→ TASK STATEMENT
Take each line from the entries that holds "cloud" and copy it out.

(Stored data)
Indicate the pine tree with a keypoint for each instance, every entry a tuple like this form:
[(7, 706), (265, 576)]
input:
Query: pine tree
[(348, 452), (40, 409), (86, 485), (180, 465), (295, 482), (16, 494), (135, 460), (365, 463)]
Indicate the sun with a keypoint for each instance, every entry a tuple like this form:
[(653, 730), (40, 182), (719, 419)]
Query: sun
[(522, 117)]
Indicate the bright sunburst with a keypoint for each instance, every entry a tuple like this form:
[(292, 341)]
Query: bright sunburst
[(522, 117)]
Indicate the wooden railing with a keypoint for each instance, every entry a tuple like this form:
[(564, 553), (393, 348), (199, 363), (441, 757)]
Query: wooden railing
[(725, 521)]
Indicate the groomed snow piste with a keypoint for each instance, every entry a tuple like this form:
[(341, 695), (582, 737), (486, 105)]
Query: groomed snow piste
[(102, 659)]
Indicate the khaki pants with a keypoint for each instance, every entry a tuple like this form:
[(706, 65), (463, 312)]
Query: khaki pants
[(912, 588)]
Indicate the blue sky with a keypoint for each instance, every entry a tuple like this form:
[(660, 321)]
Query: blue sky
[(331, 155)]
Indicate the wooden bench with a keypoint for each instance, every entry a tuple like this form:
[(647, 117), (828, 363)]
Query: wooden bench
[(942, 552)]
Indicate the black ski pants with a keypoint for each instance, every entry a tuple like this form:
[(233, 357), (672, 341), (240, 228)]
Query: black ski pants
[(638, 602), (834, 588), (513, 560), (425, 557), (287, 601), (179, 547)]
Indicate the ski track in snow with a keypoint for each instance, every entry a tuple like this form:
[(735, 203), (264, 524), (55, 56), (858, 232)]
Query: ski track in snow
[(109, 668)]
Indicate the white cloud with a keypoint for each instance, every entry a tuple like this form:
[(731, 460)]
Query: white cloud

→ RESULT OF THE EXERCISE
Indicate the white cloud with a keypoint for each instance, every entry a tuple like this form:
Query: white cloud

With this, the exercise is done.